> **QUOTED PASSAGE**:
===

Dziubinski: Now, you suggested that we've reached a tipping point in the balance between mutual funds and ETFs. How so?
Johnson: Well, the evidence is clear, and it's clear in flows this year, in particular, where we've seen hundreds of billions of dollars flowing into ETFs and hundreds of billions of dollars coming out of mutual funds. And I think investors increasingly are coming to the realization, as I described before, that ETFs aren't synonymous with any one thing in particular. They're not synonymous with indexing. They are merely a more efficient means of getting exposure to different corners of the market, different investment strategies. And I think if you look at what we've experienced over recent years, years of persistent, in some cases, very sizable taxable capital gains distributions from open-ended mutual funds, it's really put the relative tax efficiency of the ETF wrapper into ever greater, ever sharper focus. I would say that a wider array of investors are coming to this recognition, beginning to use ETFs in their portfolio or using them in greater proportion to other investment vehicles within their portfolio.
The other key point that we saw this year was a tipping point of sorts away from mutual funds, again, as a distribution vehicle, as a way of consuming strategies as reflected in the launch of new actively managed, non-transparent ETFs from the likes of American Century, Fidelity, and T. Rowe Price, who have taken some of their flagship strategies and are putting them now on a new chassis, bringing them to market in a format that is more readily accessible, more fee efficient, and more tax-efficient than their open-ended mutual funds. We've recently heard the announcement of a number of asset managers, including Dimensional Fund Advisors, converting existing mutual funds to an ETF. In particular, Dimensional is looking to change six of its tax-managed mutual funds into ETFs in 2021. These are, in some cases, funds that have been spitting out taxable capital gains to their investors who are clearly tax-sensitive if they are investing in tax-managed strategies. The ETF is ultimately going to help shield them from having similar adverse experiences in the future.

===

> **SUPPLIED RECORDS**:
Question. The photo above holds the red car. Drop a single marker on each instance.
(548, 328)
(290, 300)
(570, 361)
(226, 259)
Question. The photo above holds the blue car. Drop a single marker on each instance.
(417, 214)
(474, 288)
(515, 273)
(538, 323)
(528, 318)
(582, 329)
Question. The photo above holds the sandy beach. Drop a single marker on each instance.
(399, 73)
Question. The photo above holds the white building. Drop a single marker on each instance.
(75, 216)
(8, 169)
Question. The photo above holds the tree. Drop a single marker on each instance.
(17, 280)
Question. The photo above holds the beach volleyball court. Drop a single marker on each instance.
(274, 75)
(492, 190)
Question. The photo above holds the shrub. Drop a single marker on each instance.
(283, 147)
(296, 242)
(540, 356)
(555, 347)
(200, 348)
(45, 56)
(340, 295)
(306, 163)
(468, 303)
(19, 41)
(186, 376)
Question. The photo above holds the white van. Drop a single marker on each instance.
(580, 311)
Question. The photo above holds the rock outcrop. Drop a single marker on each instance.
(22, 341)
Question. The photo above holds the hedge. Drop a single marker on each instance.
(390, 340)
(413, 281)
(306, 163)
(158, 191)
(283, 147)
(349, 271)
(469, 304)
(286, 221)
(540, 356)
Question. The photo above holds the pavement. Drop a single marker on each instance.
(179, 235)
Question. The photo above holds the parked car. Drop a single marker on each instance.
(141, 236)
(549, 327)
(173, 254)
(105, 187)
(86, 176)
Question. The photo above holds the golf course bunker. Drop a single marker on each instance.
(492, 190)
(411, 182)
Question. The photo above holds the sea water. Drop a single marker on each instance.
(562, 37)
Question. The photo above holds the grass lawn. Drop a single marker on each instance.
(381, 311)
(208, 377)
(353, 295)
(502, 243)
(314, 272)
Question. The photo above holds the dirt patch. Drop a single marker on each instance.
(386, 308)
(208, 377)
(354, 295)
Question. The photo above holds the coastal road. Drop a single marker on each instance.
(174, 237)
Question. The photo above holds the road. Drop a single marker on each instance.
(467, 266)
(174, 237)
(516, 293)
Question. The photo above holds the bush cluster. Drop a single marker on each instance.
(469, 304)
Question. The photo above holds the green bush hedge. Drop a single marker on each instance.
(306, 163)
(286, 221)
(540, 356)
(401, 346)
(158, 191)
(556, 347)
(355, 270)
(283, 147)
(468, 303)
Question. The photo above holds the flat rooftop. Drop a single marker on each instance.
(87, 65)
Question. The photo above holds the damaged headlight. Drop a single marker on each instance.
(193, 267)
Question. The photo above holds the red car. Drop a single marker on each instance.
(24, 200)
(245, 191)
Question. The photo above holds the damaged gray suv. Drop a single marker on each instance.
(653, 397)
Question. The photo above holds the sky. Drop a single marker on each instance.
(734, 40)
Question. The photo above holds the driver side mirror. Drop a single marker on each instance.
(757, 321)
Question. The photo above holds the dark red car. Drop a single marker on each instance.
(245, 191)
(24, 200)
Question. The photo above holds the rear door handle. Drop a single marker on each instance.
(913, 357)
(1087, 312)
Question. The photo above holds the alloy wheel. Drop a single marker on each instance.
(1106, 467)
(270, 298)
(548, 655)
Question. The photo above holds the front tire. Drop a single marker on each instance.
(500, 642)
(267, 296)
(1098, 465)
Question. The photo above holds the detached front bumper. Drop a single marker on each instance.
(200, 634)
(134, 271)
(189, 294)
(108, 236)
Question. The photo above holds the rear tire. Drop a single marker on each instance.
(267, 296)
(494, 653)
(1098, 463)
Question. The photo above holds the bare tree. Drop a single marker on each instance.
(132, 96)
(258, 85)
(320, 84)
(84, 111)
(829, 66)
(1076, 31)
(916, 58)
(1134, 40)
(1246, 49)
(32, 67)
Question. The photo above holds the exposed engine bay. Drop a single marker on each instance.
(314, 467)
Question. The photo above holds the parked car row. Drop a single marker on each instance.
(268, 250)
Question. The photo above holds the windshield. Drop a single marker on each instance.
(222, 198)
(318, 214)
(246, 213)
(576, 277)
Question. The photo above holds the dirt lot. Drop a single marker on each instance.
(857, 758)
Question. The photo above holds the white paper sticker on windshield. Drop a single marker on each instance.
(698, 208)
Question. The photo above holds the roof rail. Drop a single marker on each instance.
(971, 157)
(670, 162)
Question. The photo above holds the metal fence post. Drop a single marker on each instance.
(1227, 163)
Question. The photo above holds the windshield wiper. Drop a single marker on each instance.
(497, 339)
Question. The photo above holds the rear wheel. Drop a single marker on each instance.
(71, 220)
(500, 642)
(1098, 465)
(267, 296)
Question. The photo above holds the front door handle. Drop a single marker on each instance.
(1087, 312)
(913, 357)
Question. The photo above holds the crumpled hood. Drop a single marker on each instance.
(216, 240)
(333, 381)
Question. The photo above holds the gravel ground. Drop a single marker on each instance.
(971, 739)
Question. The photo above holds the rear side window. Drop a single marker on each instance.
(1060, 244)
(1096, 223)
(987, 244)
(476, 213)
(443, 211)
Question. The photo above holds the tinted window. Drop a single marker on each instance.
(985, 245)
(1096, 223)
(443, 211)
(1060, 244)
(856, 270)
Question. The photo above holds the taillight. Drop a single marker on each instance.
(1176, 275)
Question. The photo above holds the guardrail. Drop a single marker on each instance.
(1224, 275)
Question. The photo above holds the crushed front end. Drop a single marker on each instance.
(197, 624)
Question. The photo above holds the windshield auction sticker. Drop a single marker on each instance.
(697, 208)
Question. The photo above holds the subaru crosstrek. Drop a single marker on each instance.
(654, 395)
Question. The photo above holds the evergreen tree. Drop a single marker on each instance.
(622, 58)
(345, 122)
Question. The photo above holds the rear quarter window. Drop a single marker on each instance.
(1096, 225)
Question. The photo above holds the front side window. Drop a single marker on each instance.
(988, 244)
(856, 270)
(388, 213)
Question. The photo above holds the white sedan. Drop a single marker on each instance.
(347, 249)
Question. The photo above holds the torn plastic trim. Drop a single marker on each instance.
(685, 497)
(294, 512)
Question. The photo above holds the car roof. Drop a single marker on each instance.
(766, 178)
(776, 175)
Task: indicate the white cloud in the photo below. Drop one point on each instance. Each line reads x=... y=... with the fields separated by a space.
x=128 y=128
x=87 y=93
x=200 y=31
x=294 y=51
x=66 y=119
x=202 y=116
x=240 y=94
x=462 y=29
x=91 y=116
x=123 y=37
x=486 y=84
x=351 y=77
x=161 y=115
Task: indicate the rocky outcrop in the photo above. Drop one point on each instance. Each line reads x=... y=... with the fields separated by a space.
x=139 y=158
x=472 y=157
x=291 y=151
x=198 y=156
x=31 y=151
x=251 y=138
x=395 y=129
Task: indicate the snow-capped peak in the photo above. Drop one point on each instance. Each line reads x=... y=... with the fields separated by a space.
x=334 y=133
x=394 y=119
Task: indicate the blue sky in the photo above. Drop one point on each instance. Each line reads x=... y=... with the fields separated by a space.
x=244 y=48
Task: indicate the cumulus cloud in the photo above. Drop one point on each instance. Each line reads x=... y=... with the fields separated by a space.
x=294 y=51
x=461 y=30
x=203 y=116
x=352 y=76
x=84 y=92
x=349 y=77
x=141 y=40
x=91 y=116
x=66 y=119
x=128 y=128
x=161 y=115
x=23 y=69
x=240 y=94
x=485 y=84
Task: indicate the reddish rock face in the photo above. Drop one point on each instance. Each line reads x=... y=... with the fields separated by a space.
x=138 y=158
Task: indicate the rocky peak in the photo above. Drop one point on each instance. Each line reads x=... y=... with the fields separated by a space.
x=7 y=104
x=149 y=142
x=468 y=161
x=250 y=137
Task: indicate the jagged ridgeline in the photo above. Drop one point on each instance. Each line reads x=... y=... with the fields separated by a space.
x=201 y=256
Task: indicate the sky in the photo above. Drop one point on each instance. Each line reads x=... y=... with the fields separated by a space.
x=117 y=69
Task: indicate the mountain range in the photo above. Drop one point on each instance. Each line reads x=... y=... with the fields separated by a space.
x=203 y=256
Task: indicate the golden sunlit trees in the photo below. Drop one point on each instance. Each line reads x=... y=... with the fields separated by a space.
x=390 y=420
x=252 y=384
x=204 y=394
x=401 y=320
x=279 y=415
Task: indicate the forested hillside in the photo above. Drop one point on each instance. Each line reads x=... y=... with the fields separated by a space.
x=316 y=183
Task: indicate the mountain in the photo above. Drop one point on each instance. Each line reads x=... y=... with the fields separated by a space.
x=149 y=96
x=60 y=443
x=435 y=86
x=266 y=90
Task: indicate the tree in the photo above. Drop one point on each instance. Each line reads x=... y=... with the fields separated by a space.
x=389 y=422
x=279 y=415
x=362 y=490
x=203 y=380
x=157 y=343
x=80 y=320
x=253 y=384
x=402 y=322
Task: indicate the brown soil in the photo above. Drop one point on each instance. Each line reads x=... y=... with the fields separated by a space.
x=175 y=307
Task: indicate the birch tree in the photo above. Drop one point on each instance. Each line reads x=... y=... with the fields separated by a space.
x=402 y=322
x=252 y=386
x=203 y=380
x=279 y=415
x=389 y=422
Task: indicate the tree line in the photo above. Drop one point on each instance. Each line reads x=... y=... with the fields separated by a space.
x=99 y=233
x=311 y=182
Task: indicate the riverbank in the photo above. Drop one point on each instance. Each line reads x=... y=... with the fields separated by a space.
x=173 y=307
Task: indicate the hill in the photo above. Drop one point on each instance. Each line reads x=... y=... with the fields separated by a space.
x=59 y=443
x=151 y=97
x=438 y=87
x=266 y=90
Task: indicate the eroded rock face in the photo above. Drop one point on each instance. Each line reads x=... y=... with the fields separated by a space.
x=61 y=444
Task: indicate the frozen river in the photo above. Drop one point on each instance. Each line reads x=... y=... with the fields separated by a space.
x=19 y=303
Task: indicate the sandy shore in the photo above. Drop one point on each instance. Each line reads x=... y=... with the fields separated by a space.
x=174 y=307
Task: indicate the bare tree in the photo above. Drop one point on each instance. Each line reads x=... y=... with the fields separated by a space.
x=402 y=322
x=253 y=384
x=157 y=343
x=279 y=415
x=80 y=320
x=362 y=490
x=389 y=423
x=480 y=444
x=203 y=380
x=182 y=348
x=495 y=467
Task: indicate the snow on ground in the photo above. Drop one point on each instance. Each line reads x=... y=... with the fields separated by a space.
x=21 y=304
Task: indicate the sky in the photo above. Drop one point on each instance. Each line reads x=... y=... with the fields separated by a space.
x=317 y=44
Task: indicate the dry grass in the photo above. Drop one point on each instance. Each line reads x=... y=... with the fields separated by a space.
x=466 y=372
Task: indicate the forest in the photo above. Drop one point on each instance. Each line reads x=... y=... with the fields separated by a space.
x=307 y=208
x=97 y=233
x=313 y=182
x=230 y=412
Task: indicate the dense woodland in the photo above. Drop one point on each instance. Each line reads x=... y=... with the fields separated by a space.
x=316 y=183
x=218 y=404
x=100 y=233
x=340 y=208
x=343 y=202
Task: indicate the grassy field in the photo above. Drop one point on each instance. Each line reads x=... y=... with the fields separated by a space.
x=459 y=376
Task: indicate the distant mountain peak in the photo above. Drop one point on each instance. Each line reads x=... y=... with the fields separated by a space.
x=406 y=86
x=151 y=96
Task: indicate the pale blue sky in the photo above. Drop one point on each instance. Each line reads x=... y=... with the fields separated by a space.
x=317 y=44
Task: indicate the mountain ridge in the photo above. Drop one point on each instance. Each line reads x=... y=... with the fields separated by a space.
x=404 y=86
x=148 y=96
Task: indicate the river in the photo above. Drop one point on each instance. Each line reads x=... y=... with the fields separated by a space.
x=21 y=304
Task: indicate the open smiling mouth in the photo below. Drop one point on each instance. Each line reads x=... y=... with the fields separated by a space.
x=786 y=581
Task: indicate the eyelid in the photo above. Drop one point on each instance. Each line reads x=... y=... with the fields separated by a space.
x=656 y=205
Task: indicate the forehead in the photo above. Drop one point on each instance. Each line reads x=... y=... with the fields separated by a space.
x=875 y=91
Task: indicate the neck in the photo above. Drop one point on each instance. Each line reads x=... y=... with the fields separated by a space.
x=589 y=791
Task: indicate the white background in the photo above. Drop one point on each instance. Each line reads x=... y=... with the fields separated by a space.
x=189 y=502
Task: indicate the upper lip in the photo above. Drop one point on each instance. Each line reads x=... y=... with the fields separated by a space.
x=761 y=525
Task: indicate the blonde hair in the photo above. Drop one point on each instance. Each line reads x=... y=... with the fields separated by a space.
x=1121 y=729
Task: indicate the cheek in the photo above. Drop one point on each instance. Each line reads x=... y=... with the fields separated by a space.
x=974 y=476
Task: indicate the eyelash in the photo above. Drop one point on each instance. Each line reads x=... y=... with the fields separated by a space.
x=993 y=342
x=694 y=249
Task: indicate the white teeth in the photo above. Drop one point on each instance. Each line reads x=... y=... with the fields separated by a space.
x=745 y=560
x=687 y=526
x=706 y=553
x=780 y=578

===

> **REQUIREMENT 1**:
According to the interview on ETFs and mutual funds, how many of its tax-managed mutual funds does Dimensional Fund Advisors plan to convert into ETFs in 2021?
> **REQUIREMENT 2**:
Carry the interview on ETFs and mutual funds forward from its last sentence.

> **WRITTEN REPLY 1**:
Six.

> **WRITTEN REPLY 2**:
I think we're going to continue to see more and more assets re-platformed off of mutual funds and onto ETFs. And not just ETFs, I would argue. I would say the asset management industry and investors over the years have been moving away from mutual funds, not just toward ETFs in a taxable setting, but we've seen a similar trend away from mutual funds to things like collective investment trusts in the retirement space. These are just newer formats, more investor-friendly formats, largely because they are less costly than their mutual fund predecessors. ETFs are just one of the beneficiaries of what we've seen, which has been large and persistent outflows from mutual funds.
Dziubinski: Well, Ben, thank you so much for your perspective on 2020. And Happy New Year to you.
Johnson: Thanks. And Happy New Year to you, too, Susan.
Dziubinski: I'm Susan Dziubinski for Morningstar. Thanks for tuning in.